WORK TO COMPLETE:
Put this sentence from the routing extract into Spanish: "Custom routing provides maximum flexibility but requires more implementation and maintenance effort."

Configure memory management
Enable automatic eviction of old prefix entries with do_eviction=True to manage memory usage in high-traffic deployments. The router approximates the LLM engine's eviction policy, keeping its prefix cache synchronized with the engine's actual KV cache to prevent routing based on stale prefix information.
Configure custom routing policy
For advanced use cases requiring custom replica routing strategies beyond prefix-aware routing, you can implement your own router by extending Ray Serve's RequestRouter interface. Custom routers control which replica of a deployment handles each request.
For implementation guidance, see the Ray Serve LLM routing documentation.
Select the right routing policy
Choose your replica routing strategy based on your workload characteristics and performance requirements. These policies control which replica handles each request within a model deployment.
Use default routing when
The default power-of-two router works well for most workloads and requires no additional configuration. The default router is especially suited if your workload consists of diverse prompts that don't share significant prefixes, if balancing load across replicas is more important than maximizing cache locality, if you prefer to keep routing logic simple with minimal overhead, or if your prompts don't meaningfully benefit from KV cache reuse.
Use prefix-aware routing when
Prefix-aware routing optimizes cache locality and can significantly improve throughput, particularly when your workload includes many requests that share long prefixes. This technique is most beneficial when the shared prefix constitutes a significant portion of the total input. Prefix-aware routing is also a strong choice in cases where cache hit rates have a direct and meaningful impact on your latency and throughput requirements.
For more information about performance improvements on certain use cases, see the Anyscale blog post about it.
Use custom routing when
Implement a custom router when you need custom logic for selecting which replica handles each request. Custom routing is appropriate when you want to route based on metrics like GPU memory pressure, batch utilization, or SLOs.
Custom routing provides maximum flexibility but requires more implementation and maintenance effort.
Configure custom autoscaling policies
Beyond routing strategies, you can customize how your deployments scale in response to load. Ray Serve supports custom autoscaling policies at both the deployment level and application level.
Deployment-level policies let you define scaling logic based on metrics such as queue depth, ongoing requests, or custom application metrics. Application-level policies coordinate scaling decisions across multiple deployments simultaneously, which is useful when models share backend resources, have dependencies on each other, or require load-aware coordination.
For detailed information about implementing custom autoscaling policies, see the Ray Serve custom autoscaling documentation.

EXCERPTED RECORDS:
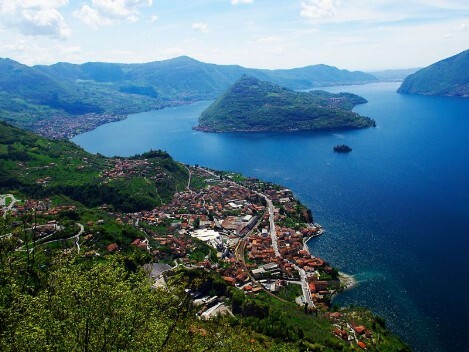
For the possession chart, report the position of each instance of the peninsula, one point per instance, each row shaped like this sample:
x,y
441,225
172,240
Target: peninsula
x,y
81,234
254,105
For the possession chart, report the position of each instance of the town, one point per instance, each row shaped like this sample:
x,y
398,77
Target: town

TASK RESPONSE:
El enrutamiento personalizado ofrece la máxima flexibilidad, pero requiere más esfuerzo de implementación y mantenimiento.